Excerpted records
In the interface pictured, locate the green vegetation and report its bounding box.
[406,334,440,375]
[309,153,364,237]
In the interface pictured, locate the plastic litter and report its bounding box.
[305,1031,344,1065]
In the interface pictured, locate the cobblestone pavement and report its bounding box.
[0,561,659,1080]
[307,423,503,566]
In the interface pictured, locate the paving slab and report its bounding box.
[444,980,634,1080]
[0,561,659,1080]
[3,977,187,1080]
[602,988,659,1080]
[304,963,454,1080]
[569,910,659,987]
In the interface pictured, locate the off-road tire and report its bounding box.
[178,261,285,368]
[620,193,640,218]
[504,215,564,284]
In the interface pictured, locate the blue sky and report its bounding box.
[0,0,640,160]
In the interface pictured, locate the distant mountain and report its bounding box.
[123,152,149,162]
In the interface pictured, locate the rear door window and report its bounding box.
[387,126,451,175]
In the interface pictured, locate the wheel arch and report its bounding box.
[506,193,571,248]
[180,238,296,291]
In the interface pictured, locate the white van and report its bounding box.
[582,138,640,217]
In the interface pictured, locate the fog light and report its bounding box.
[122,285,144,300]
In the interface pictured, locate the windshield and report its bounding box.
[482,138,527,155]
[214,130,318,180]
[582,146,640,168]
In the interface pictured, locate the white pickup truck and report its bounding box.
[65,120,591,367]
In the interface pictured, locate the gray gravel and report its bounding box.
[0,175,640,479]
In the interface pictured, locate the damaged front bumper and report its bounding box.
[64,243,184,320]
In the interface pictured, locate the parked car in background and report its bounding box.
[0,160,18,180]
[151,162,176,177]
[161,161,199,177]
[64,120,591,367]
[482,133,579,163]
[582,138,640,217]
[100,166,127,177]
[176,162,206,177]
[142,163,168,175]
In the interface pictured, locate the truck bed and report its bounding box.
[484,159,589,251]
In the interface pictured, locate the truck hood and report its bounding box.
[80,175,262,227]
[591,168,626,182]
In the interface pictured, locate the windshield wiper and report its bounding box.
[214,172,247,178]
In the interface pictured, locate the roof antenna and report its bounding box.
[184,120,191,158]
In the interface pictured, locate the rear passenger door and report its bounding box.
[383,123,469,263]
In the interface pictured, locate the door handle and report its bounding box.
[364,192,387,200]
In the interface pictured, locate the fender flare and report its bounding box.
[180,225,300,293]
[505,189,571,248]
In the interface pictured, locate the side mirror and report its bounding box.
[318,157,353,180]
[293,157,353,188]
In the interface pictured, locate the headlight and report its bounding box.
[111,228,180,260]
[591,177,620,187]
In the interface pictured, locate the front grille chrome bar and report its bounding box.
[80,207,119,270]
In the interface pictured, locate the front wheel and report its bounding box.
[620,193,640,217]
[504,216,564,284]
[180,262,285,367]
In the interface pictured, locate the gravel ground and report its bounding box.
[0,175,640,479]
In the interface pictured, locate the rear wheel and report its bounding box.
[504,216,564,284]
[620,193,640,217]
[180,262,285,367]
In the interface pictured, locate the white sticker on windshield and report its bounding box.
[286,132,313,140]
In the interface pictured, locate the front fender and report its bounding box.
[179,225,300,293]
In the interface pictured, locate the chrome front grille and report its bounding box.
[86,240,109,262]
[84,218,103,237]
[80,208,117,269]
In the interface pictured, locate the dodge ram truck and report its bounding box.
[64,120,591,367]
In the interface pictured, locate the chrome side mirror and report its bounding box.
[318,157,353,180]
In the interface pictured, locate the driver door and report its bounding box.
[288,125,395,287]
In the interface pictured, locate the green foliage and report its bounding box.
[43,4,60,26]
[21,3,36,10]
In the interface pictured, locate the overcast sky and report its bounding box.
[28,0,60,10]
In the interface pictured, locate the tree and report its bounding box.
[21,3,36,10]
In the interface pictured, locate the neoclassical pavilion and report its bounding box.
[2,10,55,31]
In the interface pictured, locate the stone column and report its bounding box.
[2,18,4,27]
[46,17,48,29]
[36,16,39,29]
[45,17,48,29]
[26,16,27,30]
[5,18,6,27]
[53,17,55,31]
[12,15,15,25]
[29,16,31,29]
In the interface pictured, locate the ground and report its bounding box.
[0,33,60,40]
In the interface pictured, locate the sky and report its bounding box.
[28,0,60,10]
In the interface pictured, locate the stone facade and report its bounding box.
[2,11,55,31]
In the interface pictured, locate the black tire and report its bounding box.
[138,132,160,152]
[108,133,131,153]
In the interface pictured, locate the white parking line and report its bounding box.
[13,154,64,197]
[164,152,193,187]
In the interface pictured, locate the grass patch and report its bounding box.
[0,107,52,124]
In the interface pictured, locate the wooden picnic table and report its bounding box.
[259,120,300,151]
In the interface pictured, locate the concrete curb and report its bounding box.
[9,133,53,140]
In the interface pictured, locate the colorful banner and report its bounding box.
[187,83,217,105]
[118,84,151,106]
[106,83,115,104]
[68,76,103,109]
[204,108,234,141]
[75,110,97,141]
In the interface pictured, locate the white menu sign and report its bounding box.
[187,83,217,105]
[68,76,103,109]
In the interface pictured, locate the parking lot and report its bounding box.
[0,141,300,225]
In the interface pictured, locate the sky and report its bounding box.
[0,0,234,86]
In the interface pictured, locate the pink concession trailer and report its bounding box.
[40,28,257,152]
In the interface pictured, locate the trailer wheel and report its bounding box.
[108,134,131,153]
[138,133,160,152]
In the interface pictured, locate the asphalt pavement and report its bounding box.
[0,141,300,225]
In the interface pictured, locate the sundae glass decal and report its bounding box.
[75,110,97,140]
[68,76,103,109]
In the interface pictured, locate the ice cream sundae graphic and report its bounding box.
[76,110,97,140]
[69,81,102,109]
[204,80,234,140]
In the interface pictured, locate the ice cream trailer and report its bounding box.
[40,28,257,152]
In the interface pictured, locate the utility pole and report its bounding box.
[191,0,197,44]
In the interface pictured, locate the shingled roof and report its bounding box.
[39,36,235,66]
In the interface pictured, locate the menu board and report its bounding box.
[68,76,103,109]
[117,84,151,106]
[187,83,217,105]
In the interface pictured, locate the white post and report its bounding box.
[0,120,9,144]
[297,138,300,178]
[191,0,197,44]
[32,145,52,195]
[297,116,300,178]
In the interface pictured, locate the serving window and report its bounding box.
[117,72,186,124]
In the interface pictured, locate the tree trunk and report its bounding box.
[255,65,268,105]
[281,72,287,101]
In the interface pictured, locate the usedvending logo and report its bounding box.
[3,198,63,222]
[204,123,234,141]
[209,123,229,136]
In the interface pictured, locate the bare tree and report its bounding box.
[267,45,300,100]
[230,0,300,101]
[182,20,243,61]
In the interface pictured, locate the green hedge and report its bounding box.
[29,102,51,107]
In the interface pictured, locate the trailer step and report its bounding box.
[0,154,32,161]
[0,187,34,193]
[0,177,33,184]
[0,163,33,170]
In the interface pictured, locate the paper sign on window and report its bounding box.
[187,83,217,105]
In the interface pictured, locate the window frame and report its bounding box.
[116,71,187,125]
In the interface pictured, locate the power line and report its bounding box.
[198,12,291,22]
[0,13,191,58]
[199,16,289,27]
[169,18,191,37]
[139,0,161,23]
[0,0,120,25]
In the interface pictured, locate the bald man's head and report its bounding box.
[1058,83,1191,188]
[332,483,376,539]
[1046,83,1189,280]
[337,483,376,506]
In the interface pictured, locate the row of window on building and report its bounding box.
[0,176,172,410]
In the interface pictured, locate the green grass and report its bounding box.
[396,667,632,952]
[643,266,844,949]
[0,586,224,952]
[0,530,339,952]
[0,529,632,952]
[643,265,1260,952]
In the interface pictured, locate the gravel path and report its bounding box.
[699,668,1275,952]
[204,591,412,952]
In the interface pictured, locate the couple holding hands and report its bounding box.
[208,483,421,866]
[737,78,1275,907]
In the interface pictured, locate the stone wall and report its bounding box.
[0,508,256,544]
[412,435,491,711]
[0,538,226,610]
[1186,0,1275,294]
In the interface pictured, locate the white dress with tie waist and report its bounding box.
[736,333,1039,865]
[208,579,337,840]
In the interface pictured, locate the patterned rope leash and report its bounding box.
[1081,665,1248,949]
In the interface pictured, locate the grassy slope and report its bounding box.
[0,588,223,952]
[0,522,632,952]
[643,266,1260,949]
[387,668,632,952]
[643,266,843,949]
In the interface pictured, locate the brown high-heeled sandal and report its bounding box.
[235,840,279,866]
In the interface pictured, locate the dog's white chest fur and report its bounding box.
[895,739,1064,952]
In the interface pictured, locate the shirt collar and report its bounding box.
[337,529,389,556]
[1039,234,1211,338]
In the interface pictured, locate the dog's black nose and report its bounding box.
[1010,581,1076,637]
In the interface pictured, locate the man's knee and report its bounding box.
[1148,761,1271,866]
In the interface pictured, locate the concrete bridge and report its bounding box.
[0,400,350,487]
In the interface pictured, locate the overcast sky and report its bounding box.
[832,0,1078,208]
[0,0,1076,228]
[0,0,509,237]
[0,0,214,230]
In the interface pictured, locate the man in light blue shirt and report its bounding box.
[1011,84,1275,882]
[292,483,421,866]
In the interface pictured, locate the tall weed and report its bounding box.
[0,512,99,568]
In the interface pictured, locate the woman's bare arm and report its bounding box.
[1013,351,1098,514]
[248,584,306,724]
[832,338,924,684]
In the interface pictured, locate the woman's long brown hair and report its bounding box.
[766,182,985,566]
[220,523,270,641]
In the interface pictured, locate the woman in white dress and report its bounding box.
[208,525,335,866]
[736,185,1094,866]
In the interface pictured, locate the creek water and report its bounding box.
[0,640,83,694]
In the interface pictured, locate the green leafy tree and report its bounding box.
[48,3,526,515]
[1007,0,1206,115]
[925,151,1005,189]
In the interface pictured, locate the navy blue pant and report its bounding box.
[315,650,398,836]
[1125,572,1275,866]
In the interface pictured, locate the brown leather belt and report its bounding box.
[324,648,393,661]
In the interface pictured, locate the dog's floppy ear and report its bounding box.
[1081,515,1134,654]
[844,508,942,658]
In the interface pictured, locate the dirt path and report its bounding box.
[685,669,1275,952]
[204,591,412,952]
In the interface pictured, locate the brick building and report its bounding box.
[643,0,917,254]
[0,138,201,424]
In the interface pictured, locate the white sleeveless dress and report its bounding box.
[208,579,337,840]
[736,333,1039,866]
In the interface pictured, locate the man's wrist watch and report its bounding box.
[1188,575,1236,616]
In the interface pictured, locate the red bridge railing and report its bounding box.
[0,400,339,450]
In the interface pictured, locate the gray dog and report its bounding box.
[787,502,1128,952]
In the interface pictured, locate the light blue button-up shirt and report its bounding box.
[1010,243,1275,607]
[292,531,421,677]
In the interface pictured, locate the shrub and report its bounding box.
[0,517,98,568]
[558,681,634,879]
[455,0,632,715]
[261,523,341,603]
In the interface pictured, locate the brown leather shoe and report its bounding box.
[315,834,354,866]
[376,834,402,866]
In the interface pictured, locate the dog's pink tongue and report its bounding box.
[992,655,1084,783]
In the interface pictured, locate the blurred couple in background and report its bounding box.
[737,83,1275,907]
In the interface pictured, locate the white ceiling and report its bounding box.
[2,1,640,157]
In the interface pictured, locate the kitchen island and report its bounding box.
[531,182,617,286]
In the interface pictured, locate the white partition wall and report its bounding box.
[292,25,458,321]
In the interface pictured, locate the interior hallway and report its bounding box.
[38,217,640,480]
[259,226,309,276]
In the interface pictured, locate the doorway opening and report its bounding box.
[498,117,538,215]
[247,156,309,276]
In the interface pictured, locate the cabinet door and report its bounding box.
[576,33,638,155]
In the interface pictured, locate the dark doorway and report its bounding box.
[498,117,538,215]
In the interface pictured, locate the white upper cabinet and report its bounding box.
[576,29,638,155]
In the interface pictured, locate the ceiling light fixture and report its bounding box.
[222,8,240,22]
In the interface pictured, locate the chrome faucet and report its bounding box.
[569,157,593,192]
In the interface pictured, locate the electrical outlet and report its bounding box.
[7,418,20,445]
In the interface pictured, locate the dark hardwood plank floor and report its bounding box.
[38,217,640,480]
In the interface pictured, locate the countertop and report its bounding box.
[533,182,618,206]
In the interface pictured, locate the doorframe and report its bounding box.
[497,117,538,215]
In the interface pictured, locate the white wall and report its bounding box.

Task to complete
Copy out the lines starting with the line containing "In the interface pictured, locate the truck hood" and going on through the line containing "[364,192,387,200]", with no changes.

Output of the exercise
In the interface pictured, locate the truck hood and report its bounding box.
[80,175,262,227]
[591,168,626,182]
In the interface pictured, locate the windshield wiper and report its bounding box.
[214,172,247,178]
In the interface pictured, locate the roof antenna and report its bounding box.
[184,120,191,158]
In the interface pictured, locate the rear passenger door and report its bounding box.
[383,123,469,263]
In the interface pictured, locate the door handle and report its bounding box.
[364,192,387,200]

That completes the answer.